→ **WORK ORDER**
Copy nothing but the lines below running from the line containing "Target: metal roof" through the line containing "indicate the blue sky, one dot per instance", both end lines included.

→ **ENTRIES SHOWN**
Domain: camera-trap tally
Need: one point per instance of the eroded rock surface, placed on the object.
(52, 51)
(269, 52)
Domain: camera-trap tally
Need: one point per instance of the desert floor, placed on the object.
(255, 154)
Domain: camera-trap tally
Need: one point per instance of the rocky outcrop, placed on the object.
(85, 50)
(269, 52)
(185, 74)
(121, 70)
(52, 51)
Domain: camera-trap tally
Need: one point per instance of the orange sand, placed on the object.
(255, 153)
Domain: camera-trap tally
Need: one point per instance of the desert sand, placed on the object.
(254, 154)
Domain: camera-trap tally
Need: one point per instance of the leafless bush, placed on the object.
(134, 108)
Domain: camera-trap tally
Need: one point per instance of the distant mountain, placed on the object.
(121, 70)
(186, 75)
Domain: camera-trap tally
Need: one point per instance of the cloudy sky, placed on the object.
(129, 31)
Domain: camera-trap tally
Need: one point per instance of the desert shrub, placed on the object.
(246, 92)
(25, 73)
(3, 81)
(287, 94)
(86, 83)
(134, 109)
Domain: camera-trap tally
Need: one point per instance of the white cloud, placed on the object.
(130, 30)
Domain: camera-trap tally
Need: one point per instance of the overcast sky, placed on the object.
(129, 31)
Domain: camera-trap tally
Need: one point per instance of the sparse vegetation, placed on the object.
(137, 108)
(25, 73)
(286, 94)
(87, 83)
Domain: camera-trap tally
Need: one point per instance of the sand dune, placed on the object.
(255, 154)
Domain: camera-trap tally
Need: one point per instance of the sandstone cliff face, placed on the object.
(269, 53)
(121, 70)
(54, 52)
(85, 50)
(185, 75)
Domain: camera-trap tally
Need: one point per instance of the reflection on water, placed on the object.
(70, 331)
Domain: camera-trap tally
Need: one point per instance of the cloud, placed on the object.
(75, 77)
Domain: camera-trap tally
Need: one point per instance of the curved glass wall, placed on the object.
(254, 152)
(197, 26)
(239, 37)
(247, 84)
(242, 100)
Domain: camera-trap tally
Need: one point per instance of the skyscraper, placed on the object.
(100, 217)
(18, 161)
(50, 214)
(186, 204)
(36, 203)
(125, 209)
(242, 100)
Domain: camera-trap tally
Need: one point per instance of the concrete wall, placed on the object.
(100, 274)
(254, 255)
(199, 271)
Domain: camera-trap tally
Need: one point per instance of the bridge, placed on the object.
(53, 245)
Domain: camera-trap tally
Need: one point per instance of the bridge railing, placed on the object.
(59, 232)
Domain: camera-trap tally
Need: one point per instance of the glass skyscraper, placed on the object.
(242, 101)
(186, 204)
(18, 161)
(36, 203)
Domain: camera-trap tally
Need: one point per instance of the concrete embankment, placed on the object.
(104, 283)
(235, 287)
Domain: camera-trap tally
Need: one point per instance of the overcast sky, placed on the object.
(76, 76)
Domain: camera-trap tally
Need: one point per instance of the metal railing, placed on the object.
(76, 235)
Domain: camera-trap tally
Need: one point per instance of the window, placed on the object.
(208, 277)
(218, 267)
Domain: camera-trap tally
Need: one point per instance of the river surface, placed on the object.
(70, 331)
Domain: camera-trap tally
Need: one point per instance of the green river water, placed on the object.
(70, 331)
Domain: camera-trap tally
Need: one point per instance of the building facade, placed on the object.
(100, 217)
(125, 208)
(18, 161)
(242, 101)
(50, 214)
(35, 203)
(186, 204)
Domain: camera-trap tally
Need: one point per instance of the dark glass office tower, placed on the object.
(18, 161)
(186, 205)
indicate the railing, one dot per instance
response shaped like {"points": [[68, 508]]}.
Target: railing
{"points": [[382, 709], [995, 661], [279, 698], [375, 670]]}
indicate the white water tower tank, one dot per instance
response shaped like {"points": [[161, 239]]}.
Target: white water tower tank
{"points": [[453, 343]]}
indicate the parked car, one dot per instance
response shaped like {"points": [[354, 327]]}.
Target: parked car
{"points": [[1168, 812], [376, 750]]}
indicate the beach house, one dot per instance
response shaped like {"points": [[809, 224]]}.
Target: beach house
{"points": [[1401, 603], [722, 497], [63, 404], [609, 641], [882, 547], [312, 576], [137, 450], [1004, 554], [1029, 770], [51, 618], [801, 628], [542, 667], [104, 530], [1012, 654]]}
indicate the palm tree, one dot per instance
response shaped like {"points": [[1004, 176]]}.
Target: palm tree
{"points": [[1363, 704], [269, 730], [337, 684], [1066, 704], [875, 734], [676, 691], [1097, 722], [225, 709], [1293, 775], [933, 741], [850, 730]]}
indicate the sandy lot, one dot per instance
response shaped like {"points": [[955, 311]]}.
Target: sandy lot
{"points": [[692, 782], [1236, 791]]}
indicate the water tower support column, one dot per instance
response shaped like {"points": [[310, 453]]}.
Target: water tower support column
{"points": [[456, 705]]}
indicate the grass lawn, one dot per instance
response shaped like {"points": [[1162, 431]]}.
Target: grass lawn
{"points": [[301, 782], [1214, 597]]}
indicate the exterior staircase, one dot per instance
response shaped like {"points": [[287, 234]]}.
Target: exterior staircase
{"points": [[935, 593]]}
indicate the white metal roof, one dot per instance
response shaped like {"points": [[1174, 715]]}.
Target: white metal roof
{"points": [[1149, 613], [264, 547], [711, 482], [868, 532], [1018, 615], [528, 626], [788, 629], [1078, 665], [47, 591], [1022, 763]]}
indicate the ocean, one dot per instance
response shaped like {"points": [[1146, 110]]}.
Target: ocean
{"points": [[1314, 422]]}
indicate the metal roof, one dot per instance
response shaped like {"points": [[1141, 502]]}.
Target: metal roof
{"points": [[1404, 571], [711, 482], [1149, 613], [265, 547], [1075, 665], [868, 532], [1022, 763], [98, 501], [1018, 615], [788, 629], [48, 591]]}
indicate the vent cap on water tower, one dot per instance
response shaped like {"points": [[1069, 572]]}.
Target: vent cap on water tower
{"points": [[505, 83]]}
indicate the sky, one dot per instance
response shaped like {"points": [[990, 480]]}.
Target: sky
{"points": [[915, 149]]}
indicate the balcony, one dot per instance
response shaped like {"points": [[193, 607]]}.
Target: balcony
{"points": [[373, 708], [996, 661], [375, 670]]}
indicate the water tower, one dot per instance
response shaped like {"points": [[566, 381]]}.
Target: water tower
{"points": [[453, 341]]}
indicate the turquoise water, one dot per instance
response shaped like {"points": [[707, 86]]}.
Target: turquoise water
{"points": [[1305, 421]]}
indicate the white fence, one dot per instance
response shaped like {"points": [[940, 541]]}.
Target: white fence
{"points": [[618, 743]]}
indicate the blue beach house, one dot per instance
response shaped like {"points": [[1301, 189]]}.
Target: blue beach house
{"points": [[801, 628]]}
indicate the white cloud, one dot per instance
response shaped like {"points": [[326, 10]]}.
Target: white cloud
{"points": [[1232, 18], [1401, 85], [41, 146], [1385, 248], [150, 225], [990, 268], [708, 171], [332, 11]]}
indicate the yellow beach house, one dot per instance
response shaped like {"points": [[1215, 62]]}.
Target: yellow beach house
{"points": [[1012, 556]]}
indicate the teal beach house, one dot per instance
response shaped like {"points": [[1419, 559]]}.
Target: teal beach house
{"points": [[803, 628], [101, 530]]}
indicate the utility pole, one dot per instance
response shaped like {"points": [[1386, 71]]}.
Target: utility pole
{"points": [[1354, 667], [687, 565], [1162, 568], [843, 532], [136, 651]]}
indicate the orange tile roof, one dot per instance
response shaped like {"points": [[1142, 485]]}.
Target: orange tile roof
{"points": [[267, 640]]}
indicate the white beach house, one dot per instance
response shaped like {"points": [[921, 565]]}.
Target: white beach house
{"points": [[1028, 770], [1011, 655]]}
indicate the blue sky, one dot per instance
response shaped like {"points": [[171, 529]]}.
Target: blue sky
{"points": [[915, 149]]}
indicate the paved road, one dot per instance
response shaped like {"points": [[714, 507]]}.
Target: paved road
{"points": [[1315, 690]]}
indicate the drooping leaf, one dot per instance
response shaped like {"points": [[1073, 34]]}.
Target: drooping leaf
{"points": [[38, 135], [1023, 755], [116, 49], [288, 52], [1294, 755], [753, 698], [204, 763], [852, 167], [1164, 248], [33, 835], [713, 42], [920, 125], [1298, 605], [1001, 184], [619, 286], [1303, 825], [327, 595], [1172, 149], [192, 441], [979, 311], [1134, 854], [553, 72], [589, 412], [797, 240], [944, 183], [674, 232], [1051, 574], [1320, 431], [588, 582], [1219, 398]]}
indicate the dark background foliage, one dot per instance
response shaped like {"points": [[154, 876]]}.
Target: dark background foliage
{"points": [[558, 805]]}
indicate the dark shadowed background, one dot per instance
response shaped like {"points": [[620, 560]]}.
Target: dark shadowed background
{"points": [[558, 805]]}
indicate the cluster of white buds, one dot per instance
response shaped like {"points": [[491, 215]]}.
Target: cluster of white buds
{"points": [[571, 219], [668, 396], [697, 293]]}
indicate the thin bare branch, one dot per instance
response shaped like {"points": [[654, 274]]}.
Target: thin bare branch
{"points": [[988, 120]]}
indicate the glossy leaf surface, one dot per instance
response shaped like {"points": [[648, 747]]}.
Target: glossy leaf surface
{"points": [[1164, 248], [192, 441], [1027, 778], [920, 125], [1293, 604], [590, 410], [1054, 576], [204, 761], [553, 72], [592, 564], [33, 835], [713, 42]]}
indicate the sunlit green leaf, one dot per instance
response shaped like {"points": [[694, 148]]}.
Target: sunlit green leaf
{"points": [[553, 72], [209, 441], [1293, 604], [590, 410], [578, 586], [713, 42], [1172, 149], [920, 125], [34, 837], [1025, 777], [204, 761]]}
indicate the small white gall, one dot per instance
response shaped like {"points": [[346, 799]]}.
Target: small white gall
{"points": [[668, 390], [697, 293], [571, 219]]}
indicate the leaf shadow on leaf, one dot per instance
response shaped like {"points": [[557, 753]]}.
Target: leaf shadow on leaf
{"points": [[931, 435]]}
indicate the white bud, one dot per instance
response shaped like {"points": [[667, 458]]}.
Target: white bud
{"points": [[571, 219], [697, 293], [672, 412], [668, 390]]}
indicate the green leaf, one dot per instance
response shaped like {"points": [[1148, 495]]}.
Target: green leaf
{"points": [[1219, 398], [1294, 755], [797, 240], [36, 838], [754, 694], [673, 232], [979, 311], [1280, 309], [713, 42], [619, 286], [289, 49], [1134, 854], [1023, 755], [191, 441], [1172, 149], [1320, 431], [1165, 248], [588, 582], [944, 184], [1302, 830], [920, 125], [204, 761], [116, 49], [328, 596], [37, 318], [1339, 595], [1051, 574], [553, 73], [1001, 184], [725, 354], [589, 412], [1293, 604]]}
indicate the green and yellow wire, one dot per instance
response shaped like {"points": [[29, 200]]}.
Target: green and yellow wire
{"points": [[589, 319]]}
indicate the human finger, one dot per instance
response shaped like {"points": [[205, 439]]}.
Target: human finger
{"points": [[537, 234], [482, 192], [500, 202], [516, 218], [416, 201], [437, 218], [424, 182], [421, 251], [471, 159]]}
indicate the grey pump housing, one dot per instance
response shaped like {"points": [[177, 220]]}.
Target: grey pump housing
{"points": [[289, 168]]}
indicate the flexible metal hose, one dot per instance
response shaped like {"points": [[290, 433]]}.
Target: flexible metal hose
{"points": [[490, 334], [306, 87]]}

→ **ANSWER TO THIS PROBLEM**
Target: metal roof
{"points": [[1404, 571], [711, 482], [1149, 613], [265, 547], [1075, 665], [868, 532], [1022, 763], [98, 501], [1018, 615], [788, 629], [48, 591]]}
indicate the vent cap on water tower, one dot per instance
response shaped like {"points": [[1069, 572]]}.
Target: vent cap on water tower
{"points": [[505, 83]]}
indicate the sky, one dot per instance
response shaped like {"points": [[990, 480]]}.
Target: sky
{"points": [[915, 149]]}
indicate the balcony, one dot per instance
response shaped like {"points": [[193, 607]]}.
Target: balcony
{"points": [[373, 708], [996, 661], [375, 670]]}
indicate the water tower, one dot per instance
response shaped like {"points": [[566, 381]]}.
Target: water tower
{"points": [[453, 341]]}
indicate the turquoise water, one dot per instance
response shaped like {"points": [[707, 86]]}.
Target: turquoise water
{"points": [[1305, 421]]}
indicate the white fence, one dot per instance
response shaped like {"points": [[940, 541]]}.
Target: white fence
{"points": [[618, 743]]}
indicate the blue beach house, one dot per instance
response shaped like {"points": [[1301, 189]]}.
Target: blue beach house
{"points": [[801, 628]]}
indicate the white cloud, one dot per instance
response shaped like {"points": [[326, 10]]}.
Target: white cloud
{"points": [[1232, 18], [1401, 85], [41, 146], [1385, 248], [150, 225], [990, 268], [708, 171], [332, 11]]}
indicate the yellow beach house, one dot per instance
response shaped like {"points": [[1215, 62]]}.
Target: yellow beach house
{"points": [[1012, 556]]}
indicate the teal beach house, one dot per instance
response shaped like {"points": [[1419, 559]]}.
Target: teal beach house
{"points": [[803, 628], [101, 530]]}
indicate the utility pole, one dot per instance
response shaped like {"points": [[1386, 71]]}.
Target: utility pole
{"points": [[1354, 667], [687, 565], [1162, 568], [843, 532], [136, 651]]}
indicate the orange tile roof, one dot per instance
response shaped like {"points": [[1142, 485]]}.
Target: orange tile roof
{"points": [[267, 640]]}
indicate the white beach house, one dot per instance
response shaped like {"points": [[921, 565]]}.
Target: white beach house
{"points": [[1028, 770], [1011, 655]]}
indicate the blue sky, one dot per instance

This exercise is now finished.